■ **Texte de la page**
_____

Agents à l’origine de brûlures
Agents thermiques
Ils sont responsables de la destruction de la peau par les flammes ou par ébouillantement. Les effets sont proportionnels à la surface et à la profondeur des lésions. Les brûlures thermiques constituent la majorité des admissions dans les services de brûlés (Deitch et coll, 1991). 1.2.2. Agents chimiques Les lésions cutanées secondaires à la coagulation ou la dessiccation des protéines tissulaires sont dues à des agents chimiques. L’action destructrice continue jusqu’à ce que l’agent soit retiré. La pénétration cutanée par beaucoup de produits chimiques conduit à une toxicité systémique. Les lésions sont souvent plus profondes qu’elles n’apparaissent et sont ainsi à l’origine d’un faible pourcentage d’admissions (Coz, 2003). 5 Parmi les quelques 200000 éléments et molécules chimiques connus, les caustiques sont en nombre relativement restreint. En revanche, leur importance industrielle, en rapport avec de multiples usages (agents d’hydrolyse, d’oxydation, catalyseurs ou matières premières en synthèse chimique, traitement des métaux…), est considérable ; selon l’état physicochimique de la substance, on sera confronté soit à la projection cutanéomuqueuse d’un liquide, soit à une inhalation de vapeurs (Géraut et coll, 2000). Liste de certains agents acides responsables de brûlures chimiques -L’acide acrylique est le produit de base des acrylates. Des brûlures ont été observées en imprimerie comme l’encre est à base d’acrylates (Ducombs et coll, 1974). – L’acide sulfurique (H2SO4) est le plus déshydratant et dessicant. Il donne des nécroses noires ou brunâtres, sèches, dures et indolores. La réaction exothermique est forte. Il existe un risque de passage systémique avec œdème de glotte et état de choc (Breden et coll, 2009). – La soude caustique et l’ammoniac qui dégage des gaz très irritants peuvent brûler (Breden et coll, 2009). -Les aldéhydes tels que le formaldéhyde, le glutaraldéhyde et le glyoxal, sont caustiques lorsqu’ils sont concentrés. Divers solvants peuvent être très agressifs : diméthylformamide, dichlorométhane, kérosène, N-méthylpyrrolidone, tétrahydrofurane, pyridine, vinylpyrine (Coz, 2003).

_____

(Données de pointage par expressions référentielles)
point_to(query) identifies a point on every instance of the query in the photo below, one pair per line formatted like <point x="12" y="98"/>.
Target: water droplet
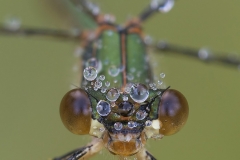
<point x="131" y="124"/>
<point x="109" y="33"/>
<point x="159" y="93"/>
<point x="130" y="77"/>
<point x="113" y="71"/>
<point x="160" y="82"/>
<point x="107" y="84"/>
<point x="78" y="52"/>
<point x="118" y="126"/>
<point x="162" y="75"/>
<point x="139" y="93"/>
<point x="163" y="6"/>
<point x="128" y="88"/>
<point x="132" y="69"/>
<point x="93" y="62"/>
<point x="112" y="94"/>
<point x="90" y="73"/>
<point x="148" y="40"/>
<point x="102" y="129"/>
<point x="98" y="84"/>
<point x="140" y="115"/>
<point x="101" y="77"/>
<point x="148" y="123"/>
<point x="125" y="109"/>
<point x="103" y="108"/>
<point x="125" y="97"/>
<point x="103" y="89"/>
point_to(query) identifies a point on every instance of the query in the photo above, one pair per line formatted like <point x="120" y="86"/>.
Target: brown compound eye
<point x="172" y="112"/>
<point x="76" y="112"/>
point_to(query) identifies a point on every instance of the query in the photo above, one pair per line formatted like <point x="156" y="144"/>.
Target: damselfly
<point x="174" y="87"/>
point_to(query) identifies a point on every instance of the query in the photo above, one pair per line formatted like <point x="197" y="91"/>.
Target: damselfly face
<point x="124" y="121"/>
<point x="36" y="72"/>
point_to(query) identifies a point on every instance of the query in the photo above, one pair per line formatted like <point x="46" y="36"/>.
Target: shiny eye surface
<point x="173" y="112"/>
<point x="76" y="111"/>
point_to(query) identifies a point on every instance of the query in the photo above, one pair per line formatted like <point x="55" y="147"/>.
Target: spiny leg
<point x="204" y="55"/>
<point x="85" y="152"/>
<point x="154" y="7"/>
<point x="143" y="154"/>
<point x="25" y="31"/>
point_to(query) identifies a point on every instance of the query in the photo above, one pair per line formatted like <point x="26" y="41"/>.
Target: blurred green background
<point x="36" y="72"/>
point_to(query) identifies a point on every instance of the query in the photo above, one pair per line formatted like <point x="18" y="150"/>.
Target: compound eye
<point x="172" y="112"/>
<point x="76" y="112"/>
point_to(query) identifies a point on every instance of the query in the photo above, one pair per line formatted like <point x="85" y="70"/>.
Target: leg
<point x="202" y="54"/>
<point x="143" y="154"/>
<point x="59" y="34"/>
<point x="85" y="152"/>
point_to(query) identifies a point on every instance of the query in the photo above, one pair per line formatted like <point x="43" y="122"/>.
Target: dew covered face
<point x="124" y="121"/>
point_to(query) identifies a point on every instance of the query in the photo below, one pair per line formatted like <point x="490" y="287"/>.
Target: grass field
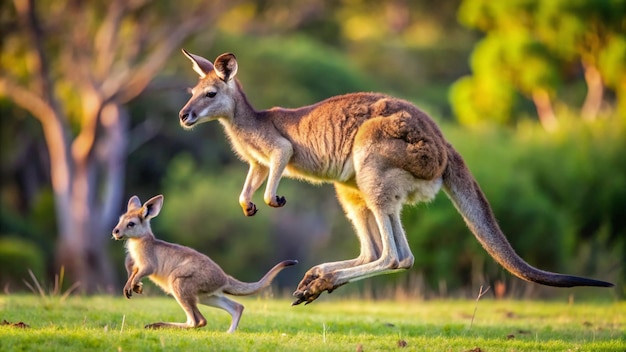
<point x="104" y="323"/>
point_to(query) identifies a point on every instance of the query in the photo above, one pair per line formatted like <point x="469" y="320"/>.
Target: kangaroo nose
<point x="186" y="115"/>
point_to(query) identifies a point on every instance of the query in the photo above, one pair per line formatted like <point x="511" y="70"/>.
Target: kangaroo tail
<point x="238" y="288"/>
<point x="463" y="190"/>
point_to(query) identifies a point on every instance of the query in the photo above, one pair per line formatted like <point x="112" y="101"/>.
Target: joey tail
<point x="238" y="288"/>
<point x="463" y="190"/>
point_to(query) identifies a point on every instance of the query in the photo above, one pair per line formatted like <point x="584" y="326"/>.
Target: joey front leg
<point x="133" y="283"/>
<point x="129" y="263"/>
<point x="278" y="162"/>
<point x="256" y="175"/>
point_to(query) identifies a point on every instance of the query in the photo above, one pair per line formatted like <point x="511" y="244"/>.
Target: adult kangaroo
<point x="380" y="152"/>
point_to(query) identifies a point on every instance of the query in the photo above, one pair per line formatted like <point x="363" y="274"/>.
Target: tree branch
<point x="30" y="22"/>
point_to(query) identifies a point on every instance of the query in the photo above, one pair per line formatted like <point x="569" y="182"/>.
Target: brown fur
<point x="380" y="152"/>
<point x="189" y="276"/>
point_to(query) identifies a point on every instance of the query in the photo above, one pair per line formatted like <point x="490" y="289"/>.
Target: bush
<point x="16" y="257"/>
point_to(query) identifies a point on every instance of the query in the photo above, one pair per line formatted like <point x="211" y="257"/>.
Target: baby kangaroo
<point x="189" y="276"/>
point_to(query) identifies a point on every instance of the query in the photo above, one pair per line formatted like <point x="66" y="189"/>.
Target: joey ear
<point x="226" y="66"/>
<point x="201" y="65"/>
<point x="133" y="203"/>
<point x="152" y="207"/>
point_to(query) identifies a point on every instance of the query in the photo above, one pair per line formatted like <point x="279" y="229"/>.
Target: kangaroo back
<point x="238" y="288"/>
<point x="463" y="190"/>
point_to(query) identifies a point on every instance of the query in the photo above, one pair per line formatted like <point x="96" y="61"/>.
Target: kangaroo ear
<point x="226" y="67"/>
<point x="201" y="65"/>
<point x="133" y="203"/>
<point x="152" y="207"/>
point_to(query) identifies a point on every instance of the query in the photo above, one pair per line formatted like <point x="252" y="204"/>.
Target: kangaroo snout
<point x="187" y="117"/>
<point x="116" y="234"/>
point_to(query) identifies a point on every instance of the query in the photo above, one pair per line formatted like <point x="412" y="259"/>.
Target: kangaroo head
<point x="214" y="95"/>
<point x="135" y="223"/>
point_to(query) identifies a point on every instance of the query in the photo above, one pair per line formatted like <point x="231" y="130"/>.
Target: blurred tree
<point x="73" y="65"/>
<point x="535" y="46"/>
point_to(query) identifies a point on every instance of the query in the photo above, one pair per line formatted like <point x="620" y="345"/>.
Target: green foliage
<point x="536" y="46"/>
<point x="105" y="323"/>
<point x="17" y="256"/>
<point x="559" y="199"/>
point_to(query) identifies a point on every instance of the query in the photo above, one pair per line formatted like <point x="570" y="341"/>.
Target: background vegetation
<point x="532" y="93"/>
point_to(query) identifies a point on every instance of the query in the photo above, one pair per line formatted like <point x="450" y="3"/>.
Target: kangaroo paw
<point x="138" y="288"/>
<point x="313" y="285"/>
<point x="277" y="202"/>
<point x="249" y="209"/>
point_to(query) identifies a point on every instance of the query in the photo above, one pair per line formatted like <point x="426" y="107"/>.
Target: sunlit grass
<point x="114" y="323"/>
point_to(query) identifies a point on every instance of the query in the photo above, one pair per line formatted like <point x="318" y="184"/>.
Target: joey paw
<point x="250" y="209"/>
<point x="277" y="202"/>
<point x="312" y="286"/>
<point x="138" y="288"/>
<point x="128" y="292"/>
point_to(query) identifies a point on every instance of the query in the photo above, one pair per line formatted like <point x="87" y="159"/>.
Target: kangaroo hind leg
<point x="233" y="308"/>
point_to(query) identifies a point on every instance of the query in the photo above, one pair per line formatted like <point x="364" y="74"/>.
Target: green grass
<point x="104" y="323"/>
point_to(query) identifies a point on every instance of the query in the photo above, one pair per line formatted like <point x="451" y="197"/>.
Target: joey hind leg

_____

■ **Consignes à suivre**
1. D'après le texte sur les agents à l'origine de brûlures, quel type de brûlures constitue la majorité des admissions dans les services de brûlés ?
2. Poursuivez le texte sur les agents à l'origine de brûlures à partir de sa dernière phrase.
Les éléments n'ont aucune utilité pour ce travail.

■ **Réponses**
1. Les brûlures thermiques.

2.
Agents électriques
Ils sont responsables de la destruction cutanée secondaire à la chaleur produite par le passage du courant électrique à travers la peau. L’arc électrique ne constitue pas une brûlure électrique vraie. Les lésions sont plus étendues et plus profondes qu’elles n’apparaissent. Le système de conduction cardiaque peut être affecté conduisant au décès brutal (électrocution) ou à des troubles du rythme. La contraction musculaire intense (tétanisation) peut entraîner des fractures des os longs ou même de la colonne vertébrale. La destruction musculaire entraîne la libération de myoglobine qui altère la fonction rénale (Joucdar et coll, 1997).